[Data extracted from a collection]

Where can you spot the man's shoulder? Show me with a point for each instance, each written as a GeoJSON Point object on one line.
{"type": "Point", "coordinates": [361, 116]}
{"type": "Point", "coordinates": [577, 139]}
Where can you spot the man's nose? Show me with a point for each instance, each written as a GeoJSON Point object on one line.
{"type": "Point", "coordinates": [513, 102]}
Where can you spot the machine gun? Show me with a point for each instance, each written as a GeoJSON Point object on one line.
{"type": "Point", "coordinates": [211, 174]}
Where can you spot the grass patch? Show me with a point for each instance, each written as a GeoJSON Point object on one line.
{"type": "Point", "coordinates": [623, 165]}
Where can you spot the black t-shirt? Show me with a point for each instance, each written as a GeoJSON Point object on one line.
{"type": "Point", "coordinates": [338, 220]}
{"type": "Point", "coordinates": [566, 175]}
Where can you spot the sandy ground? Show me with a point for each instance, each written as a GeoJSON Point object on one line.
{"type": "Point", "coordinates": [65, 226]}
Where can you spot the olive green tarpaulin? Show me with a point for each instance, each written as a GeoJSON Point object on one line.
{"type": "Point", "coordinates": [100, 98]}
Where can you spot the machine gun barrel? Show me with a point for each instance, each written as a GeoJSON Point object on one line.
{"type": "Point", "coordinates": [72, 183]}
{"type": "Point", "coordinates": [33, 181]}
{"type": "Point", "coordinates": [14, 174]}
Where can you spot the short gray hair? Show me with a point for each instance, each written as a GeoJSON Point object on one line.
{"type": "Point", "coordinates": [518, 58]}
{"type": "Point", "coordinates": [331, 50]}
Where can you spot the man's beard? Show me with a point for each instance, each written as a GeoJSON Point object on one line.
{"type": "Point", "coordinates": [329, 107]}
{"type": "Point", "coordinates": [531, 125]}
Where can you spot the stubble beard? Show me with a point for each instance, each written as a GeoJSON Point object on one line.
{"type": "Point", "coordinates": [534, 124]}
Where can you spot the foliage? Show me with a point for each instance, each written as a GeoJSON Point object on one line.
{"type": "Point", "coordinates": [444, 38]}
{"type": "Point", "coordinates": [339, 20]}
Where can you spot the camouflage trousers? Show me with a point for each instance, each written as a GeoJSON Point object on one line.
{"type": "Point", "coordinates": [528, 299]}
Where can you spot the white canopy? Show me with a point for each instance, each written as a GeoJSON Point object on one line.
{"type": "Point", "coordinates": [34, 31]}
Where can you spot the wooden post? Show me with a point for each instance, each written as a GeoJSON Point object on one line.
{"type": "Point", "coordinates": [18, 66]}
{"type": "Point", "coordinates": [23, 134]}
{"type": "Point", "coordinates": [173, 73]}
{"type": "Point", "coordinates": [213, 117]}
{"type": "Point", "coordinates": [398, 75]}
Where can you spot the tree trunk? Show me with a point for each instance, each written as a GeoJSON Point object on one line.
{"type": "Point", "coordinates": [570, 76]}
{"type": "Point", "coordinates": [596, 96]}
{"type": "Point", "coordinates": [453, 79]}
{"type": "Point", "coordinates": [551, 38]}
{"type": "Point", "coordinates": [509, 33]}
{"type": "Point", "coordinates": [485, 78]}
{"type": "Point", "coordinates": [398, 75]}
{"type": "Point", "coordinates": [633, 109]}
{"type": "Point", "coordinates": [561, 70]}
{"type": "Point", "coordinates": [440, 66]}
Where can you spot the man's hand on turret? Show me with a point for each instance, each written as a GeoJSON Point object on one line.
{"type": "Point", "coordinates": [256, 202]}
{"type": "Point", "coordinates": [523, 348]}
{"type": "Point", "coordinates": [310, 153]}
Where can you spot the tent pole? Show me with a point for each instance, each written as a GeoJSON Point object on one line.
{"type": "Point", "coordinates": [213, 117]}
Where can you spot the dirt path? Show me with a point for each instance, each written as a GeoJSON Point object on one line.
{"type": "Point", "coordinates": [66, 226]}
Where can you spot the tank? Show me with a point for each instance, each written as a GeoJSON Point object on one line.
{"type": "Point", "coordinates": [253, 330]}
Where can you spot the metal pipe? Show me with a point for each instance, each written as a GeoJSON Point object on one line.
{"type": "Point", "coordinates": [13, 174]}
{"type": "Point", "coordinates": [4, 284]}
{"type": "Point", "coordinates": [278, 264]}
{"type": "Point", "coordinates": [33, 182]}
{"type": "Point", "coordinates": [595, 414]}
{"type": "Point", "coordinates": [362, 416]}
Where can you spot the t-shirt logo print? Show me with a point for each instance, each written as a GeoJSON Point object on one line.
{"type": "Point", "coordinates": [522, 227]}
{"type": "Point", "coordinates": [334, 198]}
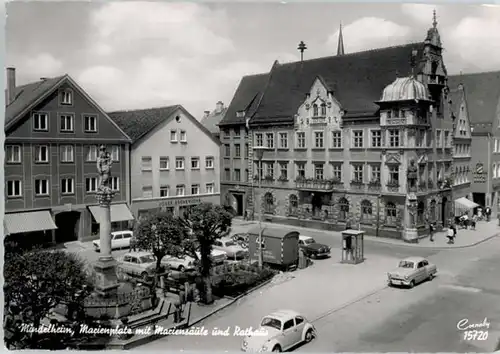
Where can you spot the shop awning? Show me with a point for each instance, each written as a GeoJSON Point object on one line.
{"type": "Point", "coordinates": [119, 212]}
{"type": "Point", "coordinates": [464, 203]}
{"type": "Point", "coordinates": [28, 221]}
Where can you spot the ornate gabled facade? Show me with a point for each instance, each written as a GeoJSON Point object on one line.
{"type": "Point", "coordinates": [359, 136]}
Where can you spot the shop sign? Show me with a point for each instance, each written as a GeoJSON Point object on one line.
{"type": "Point", "coordinates": [480, 174]}
{"type": "Point", "coordinates": [177, 202]}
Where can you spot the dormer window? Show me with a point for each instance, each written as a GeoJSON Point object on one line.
{"type": "Point", "coordinates": [323, 109]}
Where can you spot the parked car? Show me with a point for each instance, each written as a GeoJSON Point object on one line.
{"type": "Point", "coordinates": [141, 264]}
{"type": "Point", "coordinates": [119, 239]}
{"type": "Point", "coordinates": [313, 249]}
{"type": "Point", "coordinates": [283, 329]}
{"type": "Point", "coordinates": [181, 264]}
{"type": "Point", "coordinates": [411, 271]}
{"type": "Point", "coordinates": [231, 248]}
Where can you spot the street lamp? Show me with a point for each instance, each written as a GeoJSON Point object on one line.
{"type": "Point", "coordinates": [259, 153]}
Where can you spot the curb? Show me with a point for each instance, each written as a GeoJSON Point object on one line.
{"type": "Point", "coordinates": [387, 242]}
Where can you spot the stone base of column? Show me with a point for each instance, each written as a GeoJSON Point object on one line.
{"type": "Point", "coordinates": [410, 235]}
{"type": "Point", "coordinates": [106, 280]}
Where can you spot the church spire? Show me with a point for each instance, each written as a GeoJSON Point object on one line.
{"type": "Point", "coordinates": [340, 47]}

#### DIRECTIONS:
Rewrite every one of the records above with "Where can you spot" changed to "Where do you see" and everything else unchanged. Leave the pictures out of your answer.

#### WORKED ANSWER:
Where do you see the man's shoulder? Show me with a point for each instance, each written as a GeoJSON Point object on one line.
{"type": "Point", "coordinates": [361, 116]}
{"type": "Point", "coordinates": [577, 139]}
Where do you see the man's nose? Show me with a point for each instance, each written as a GeoJSON Point object on one line.
{"type": "Point", "coordinates": [513, 102]}
Where do you see the machine gun? Show me with a point for each instance, each written as a GeoJSON Point object on one line.
{"type": "Point", "coordinates": [211, 174]}
Where do you see the grass patch? Show me with a point for each instance, each written as a GeoJSON Point object on one line.
{"type": "Point", "coordinates": [623, 165]}
Where do you see the black t-shirt? Show me with a point for each instance, each written as a GeoJSON Point object on one line.
{"type": "Point", "coordinates": [338, 220]}
{"type": "Point", "coordinates": [566, 175]}
Where do you see the sandy ground? Show me with a point for each instance, each written as a GeoJSON Point object on one line.
{"type": "Point", "coordinates": [65, 226]}
Where do you see the olive green tarpaulin? Show me with a point for each instance, each written as a GeoJSON Point object on one line.
{"type": "Point", "coordinates": [100, 98]}
Where do you see the machine gun barrel? Show me with a point for each instance, each written as a GeoJSON Point object on one line.
{"type": "Point", "coordinates": [72, 183]}
{"type": "Point", "coordinates": [33, 181]}
{"type": "Point", "coordinates": [14, 174]}
Where do you see the short gray hair? Show me with a point for each instance, each written as a GeoJSON Point object on one line.
{"type": "Point", "coordinates": [518, 58]}
{"type": "Point", "coordinates": [331, 50]}
Where do you see the man's beard? Show me with a point for each instance, each written as a GeoJSON Point object on one line.
{"type": "Point", "coordinates": [329, 107]}
{"type": "Point", "coordinates": [531, 125]}
Where do you see the stubble beard? Show me with a point for each instance, each written as a GeoJSON Point object on one line.
{"type": "Point", "coordinates": [534, 124]}
Where do you see the foliage? Show me with a point for each instance, each written as a GeoJSON Point object on one line.
{"type": "Point", "coordinates": [444, 38]}
{"type": "Point", "coordinates": [339, 20]}
Where do you see the camouflage trousers? Show me with a point for each instance, each written as a GeoJSON Point object on one line.
{"type": "Point", "coordinates": [528, 299]}
Where do you see the white canopy? Show me with a point for each instance, each written as a GeoJSON Point object on one line.
{"type": "Point", "coordinates": [34, 31]}
Where do you see the wooden post? Show me with a point for each instance, each written as a GeoJSON Point object on one line.
{"type": "Point", "coordinates": [18, 66]}
{"type": "Point", "coordinates": [23, 134]}
{"type": "Point", "coordinates": [173, 73]}
{"type": "Point", "coordinates": [213, 117]}
{"type": "Point", "coordinates": [398, 75]}
Where do you see the tree trunk? Show me with a point for each instance, each written as a GeoJSON Point object on one line.
{"type": "Point", "coordinates": [570, 76]}
{"type": "Point", "coordinates": [596, 96]}
{"type": "Point", "coordinates": [453, 79]}
{"type": "Point", "coordinates": [551, 38]}
{"type": "Point", "coordinates": [509, 33]}
{"type": "Point", "coordinates": [485, 78]}
{"type": "Point", "coordinates": [398, 75]}
{"type": "Point", "coordinates": [633, 109]}
{"type": "Point", "coordinates": [561, 70]}
{"type": "Point", "coordinates": [440, 66]}
Where do you see the man's hand on turret? Show me with a point for each instance, each written as a GeoJSON Point object on one line.
{"type": "Point", "coordinates": [256, 202]}
{"type": "Point", "coordinates": [523, 348]}
{"type": "Point", "coordinates": [310, 153]}
Where do you see the tent pole? Show me with a point for each instance, each written as a GeoJSON Point object on one line.
{"type": "Point", "coordinates": [213, 117]}
Where do you see the dirt path? Show me with a point for each instance, each written as a GeoJSON Point object on one line.
{"type": "Point", "coordinates": [66, 226]}
Where do you see the tank? Show me with a point for each instance, each written as a GeoJSON Point object on one line.
{"type": "Point", "coordinates": [253, 330]}
Where do you see the metal pipe? Show me with a point for each instance, each written as a GeoJSON Point object on one line.
{"type": "Point", "coordinates": [13, 174]}
{"type": "Point", "coordinates": [4, 284]}
{"type": "Point", "coordinates": [278, 264]}
{"type": "Point", "coordinates": [33, 182]}
{"type": "Point", "coordinates": [595, 414]}
{"type": "Point", "coordinates": [362, 416]}
Where do you see the t-shirt logo print? Show me with a point for each instance, each written as a GeoJSON Point object on one line.
{"type": "Point", "coordinates": [522, 227]}
{"type": "Point", "coordinates": [334, 198]}
Where do you see the shop awning? Show me with a point for each instance, each written as a GeoJSON Point object on one line.
{"type": "Point", "coordinates": [119, 212]}
{"type": "Point", "coordinates": [464, 203]}
{"type": "Point", "coordinates": [28, 221]}
Where do you see the ornate gabled facade? Show me with a point for each instance, each written as a GeoJSON Point object on one line.
{"type": "Point", "coordinates": [359, 136]}
Where do you see the shop sign? Show me with a point for each instance, each written as a GeoJSON Point object on one line.
{"type": "Point", "coordinates": [480, 174]}
{"type": "Point", "coordinates": [177, 202]}
Where do you see the dormer window? Show me with a point for each instance, each written as a GeoJSON Point object on one line.
{"type": "Point", "coordinates": [323, 109]}
Where do you see the parked car? Show me with a point for each instance, each written as a GeoJSON Point object on one line.
{"type": "Point", "coordinates": [141, 264]}
{"type": "Point", "coordinates": [119, 239]}
{"type": "Point", "coordinates": [313, 249]}
{"type": "Point", "coordinates": [283, 329]}
{"type": "Point", "coordinates": [181, 264]}
{"type": "Point", "coordinates": [411, 271]}
{"type": "Point", "coordinates": [231, 248]}
Where do you see the street lamp? Show me with a point for each instance, each written as a GeoJSON Point object on one line.
{"type": "Point", "coordinates": [259, 153]}
Where do you see the curb? Show me with a point for each instance, each written as a GeoJSON Point object on one line.
{"type": "Point", "coordinates": [387, 242]}
Where do you see the stone base of column? Show me with a point for each instance, each written as a GeoJSON Point object on one line.
{"type": "Point", "coordinates": [410, 235]}
{"type": "Point", "coordinates": [106, 280]}
Where do you see the church spire? Show me with a point for each instance, each written as a GeoJSON Point object on one line.
{"type": "Point", "coordinates": [340, 47]}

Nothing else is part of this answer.